> Goal a:
Scale the numbers in the answers of the records, from the line with "If you would be willing to indicate the red twig" through the last line of the records, both ends included. Write out all of those lines again with the requests unchanged, multiplying each point coordinate by 1.65 and rounding to a whole number, with halves rounded up.

> Source document:
[Reader-list] respioDASTANGOI PERFORMANCE-IIC 4TH MAY

mahmood farooqui mahmoodfarooqui at yahoo.com
Fri May 6 22:49:52 IST 2005


Dear Vivek,

Lovely to hear from you? How familiar are you with
Urdu/Hindustani/Hindi?

You must appreciate that I categorise them and yet
lump them together.

I remember Chandrakanta quite well. It was a big hit.
I didn't much end up watching it, much to my current
chagrin.

Chandrakanta is very much a Dastan, in a bowlerised
form though which, nevertheless, does not reduce its
importance. 

And the Hatim Tai experience you have related are
quite apt. These Dastans were performed in various
ways. In the Middle East the performers walked about,
pretty often. They used pictures, gestures, movements
in a varied way through the lands where they were
performed. Since the Art reached its apotheosis in
Lucknow its performance genre needed particularly to
be specified. For the reason that that city already
had a very wide repertoire of performances, oral as
well as visual. 

There was dance, dance-drama and reputedly India's
first modern play, I am thinking of Amanat Ali's
Indrasabha in 1848, in addition to oral performances
of poetry, marsiyas, classical music and several other
oral recounters as Zakirs, Nassars, qawwals,
genealogists, bhands, acrobats, bahurupiyas,
qissakhwans not all of whom performed on stafe.

That is why we chose to give our performances as we
learnt some performers of yore did it in India. Seated
down, with restricted movements of hands. Without
pictures and other tools.

For very obvious reasons we were unsure of how to
react the language. I am well versed with Urdu so I
could appreciate even aracane usages and Persianised
turns of phrase and could therefore appreciate the
nuances better than my fellow performer. In fact I had
serious doubts about people apprehending the very
events/plot that was being recounted to them. Yet we
were overwhelmed by the universally gushing response
we received. Intitially we attributed the enthusiasm
of the response to the preponderance of the
Urdu-knowing lot in the audience. But we were
disaubsed soon enough by the response of many who were
quite far from being susceptible to the 'beauty' of
Urdu-an imperialist/hegemonic reaction if you ask me. 

When one couples this to the fact that we never seemed
to ourselves to putting any extra effort into
preparing ourselves for the performance other than
rehearsing regularly, the awesome beauty of stands
easily out. Our comparative lack of effort and the
vitality of the response is apt proof of the vibrancy
of the text, the very material, we had in our hands.

> Stored records:

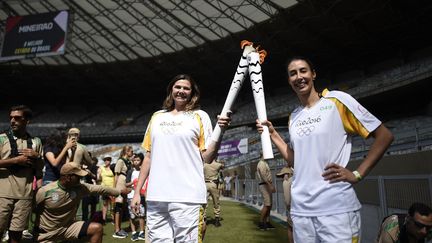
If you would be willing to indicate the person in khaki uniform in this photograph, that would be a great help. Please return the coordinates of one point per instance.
(57, 204)
(286, 174)
(121, 169)
(211, 173)
(78, 154)
(416, 226)
(20, 161)
(266, 188)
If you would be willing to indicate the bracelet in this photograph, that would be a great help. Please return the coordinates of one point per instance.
(357, 175)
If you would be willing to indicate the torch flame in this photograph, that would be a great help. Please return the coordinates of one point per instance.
(262, 53)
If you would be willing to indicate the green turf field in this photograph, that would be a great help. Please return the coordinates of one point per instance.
(238, 226)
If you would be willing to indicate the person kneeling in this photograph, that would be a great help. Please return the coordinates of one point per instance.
(57, 204)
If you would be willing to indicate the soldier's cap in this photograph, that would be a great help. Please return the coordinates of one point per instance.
(74, 130)
(283, 171)
(72, 169)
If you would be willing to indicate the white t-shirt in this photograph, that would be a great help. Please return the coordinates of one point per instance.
(175, 142)
(320, 135)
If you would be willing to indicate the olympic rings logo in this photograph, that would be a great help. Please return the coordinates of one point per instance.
(305, 131)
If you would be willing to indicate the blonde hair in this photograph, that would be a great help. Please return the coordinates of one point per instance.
(193, 103)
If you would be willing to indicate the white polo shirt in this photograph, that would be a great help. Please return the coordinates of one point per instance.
(321, 135)
(175, 143)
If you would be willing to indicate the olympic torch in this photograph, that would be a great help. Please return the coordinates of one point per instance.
(236, 84)
(255, 75)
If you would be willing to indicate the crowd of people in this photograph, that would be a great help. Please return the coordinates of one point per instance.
(166, 187)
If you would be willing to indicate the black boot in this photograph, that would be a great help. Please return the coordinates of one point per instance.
(217, 223)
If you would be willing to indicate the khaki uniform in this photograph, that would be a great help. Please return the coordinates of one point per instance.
(56, 208)
(286, 173)
(211, 172)
(80, 156)
(264, 176)
(17, 185)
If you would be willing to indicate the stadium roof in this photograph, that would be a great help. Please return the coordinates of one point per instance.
(127, 51)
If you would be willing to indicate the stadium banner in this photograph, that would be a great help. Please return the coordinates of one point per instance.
(233, 148)
(34, 35)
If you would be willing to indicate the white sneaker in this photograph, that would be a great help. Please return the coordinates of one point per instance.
(27, 234)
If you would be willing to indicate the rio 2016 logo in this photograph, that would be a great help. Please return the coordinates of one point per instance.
(305, 131)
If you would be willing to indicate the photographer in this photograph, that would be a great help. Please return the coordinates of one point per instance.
(20, 161)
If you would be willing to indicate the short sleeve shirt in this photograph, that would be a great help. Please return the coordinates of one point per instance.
(17, 181)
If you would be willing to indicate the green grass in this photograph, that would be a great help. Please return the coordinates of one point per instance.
(239, 225)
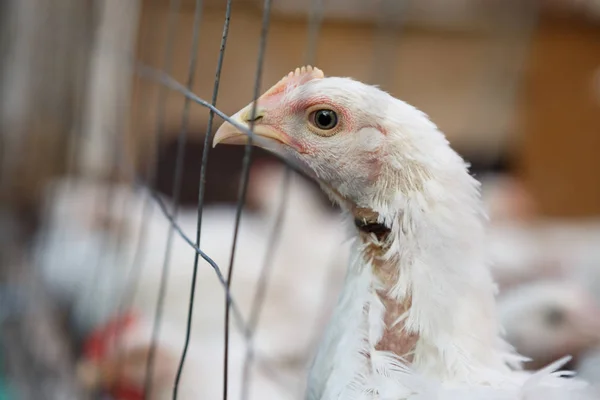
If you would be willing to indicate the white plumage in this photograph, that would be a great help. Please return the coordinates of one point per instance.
(416, 318)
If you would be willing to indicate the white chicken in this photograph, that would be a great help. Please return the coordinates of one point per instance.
(416, 318)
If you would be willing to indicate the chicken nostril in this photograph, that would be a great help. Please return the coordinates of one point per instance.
(257, 118)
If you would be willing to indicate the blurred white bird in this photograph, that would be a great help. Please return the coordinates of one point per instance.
(87, 252)
(546, 320)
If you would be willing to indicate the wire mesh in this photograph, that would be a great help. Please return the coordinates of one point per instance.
(388, 23)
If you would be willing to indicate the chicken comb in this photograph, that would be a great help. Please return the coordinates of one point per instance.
(295, 78)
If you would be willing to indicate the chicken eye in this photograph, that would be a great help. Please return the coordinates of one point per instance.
(324, 119)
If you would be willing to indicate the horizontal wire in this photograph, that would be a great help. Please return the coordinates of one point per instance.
(158, 76)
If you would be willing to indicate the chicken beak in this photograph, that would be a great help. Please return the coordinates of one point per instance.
(265, 136)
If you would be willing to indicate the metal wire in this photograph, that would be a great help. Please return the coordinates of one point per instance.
(201, 191)
(314, 25)
(244, 181)
(176, 191)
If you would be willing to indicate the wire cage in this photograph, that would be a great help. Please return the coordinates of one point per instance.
(153, 72)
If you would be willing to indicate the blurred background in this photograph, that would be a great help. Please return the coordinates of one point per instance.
(100, 165)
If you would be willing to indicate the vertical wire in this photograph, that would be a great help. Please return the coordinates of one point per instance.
(176, 191)
(244, 182)
(148, 36)
(314, 25)
(201, 192)
(137, 262)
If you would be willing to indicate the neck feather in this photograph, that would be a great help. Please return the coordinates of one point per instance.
(420, 295)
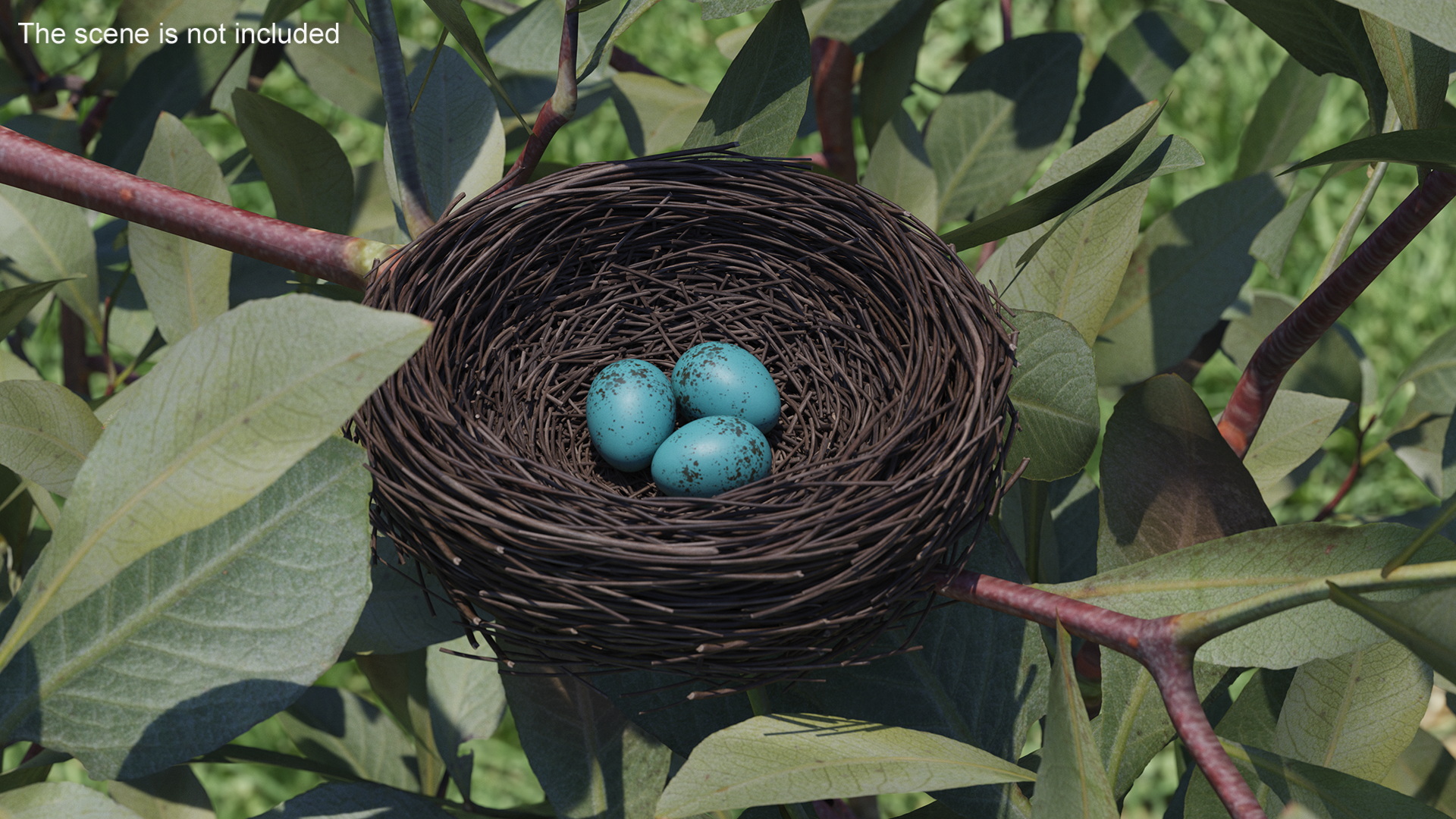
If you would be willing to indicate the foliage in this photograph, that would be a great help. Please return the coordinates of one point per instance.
(190, 605)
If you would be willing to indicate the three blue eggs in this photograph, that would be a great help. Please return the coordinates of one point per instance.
(728, 398)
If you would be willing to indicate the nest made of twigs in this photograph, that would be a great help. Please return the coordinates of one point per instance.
(893, 365)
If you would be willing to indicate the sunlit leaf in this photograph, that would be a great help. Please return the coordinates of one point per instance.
(200, 640)
(999, 120)
(1055, 392)
(762, 98)
(1242, 566)
(185, 281)
(220, 419)
(786, 758)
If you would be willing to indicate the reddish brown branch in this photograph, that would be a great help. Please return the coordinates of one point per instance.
(1153, 643)
(1316, 314)
(53, 172)
(835, 104)
(558, 110)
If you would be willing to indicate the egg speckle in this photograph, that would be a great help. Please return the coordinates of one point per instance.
(629, 413)
(723, 379)
(711, 455)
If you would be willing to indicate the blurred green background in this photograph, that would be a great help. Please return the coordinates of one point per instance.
(1210, 101)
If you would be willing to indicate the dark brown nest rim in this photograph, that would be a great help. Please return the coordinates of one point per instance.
(893, 365)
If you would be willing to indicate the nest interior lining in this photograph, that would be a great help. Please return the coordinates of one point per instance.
(892, 365)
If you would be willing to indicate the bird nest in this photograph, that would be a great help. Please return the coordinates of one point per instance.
(892, 360)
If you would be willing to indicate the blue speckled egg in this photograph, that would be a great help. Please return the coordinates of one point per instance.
(711, 455)
(723, 379)
(629, 413)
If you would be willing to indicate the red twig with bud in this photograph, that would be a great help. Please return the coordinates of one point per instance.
(1316, 314)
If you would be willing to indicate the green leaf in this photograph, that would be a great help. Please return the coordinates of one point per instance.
(1423, 450)
(1423, 771)
(344, 72)
(207, 635)
(1334, 366)
(459, 27)
(1134, 67)
(655, 112)
(18, 302)
(400, 614)
(1076, 271)
(49, 800)
(762, 98)
(1168, 477)
(356, 800)
(590, 760)
(457, 131)
(123, 60)
(226, 401)
(1242, 566)
(786, 758)
(1329, 795)
(174, 793)
(1324, 36)
(900, 171)
(1134, 161)
(1414, 69)
(1185, 270)
(1055, 392)
(49, 241)
(1354, 713)
(884, 80)
(1432, 148)
(1071, 781)
(629, 14)
(1293, 430)
(185, 281)
(1133, 723)
(1433, 373)
(1435, 20)
(998, 121)
(353, 736)
(466, 704)
(175, 79)
(46, 431)
(305, 167)
(1426, 626)
(1286, 112)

> Goal b:
Copy the message from "Lovely to hear" to "was a big hit.", switching "big hit" to "great success" wherever it occurs.

> Worked solution a:
If you would be willing to indicate the red twig with bud in this photograph, that would be a great help. Please return the coordinates of one point per instance.
(2171, 518)
If you would be willing to indicate the green leaf in this photograph, that would be a great help. Please return the coordinates of one point per instance.
(2348, 743)
(2348, 1272)
(568, 119)
(342, 1048)
(2201, 604)
(757, 45)
(1871, 111)
(1081, 185)
(30, 498)
(660, 1013)
(1775, 447)
(81, 1320)
(1257, 162)
(1927, 787)
(587, 1320)
(974, 1254)
(754, 216)
(203, 99)
(373, 662)
(2049, 934)
(1297, 1251)
(2193, 1312)
(287, 1308)
(2185, 59)
(1485, 282)
(1871, 266)
(2333, 114)
(1955, 446)
(1741, 647)
(81, 398)
(2234, 1176)
(1459, 132)
(2363, 244)
(1767, 1289)
(1038, 23)
(2133, 710)
(305, 464)
(1869, 1193)
(2364, 615)
(2368, 33)
(1647, 200)
(582, 1214)
(769, 1162)
(289, 130)
(76, 711)
(503, 276)
(2353, 1033)
(2122, 185)

> Worked solution b:
Lovely to hear from you? How familiar are you with
Urdu/Hindustani/Hindi?

You must appreciate that I categorise them and yet
lump them together.

I remember Chandrakanta quite well. It was a great success.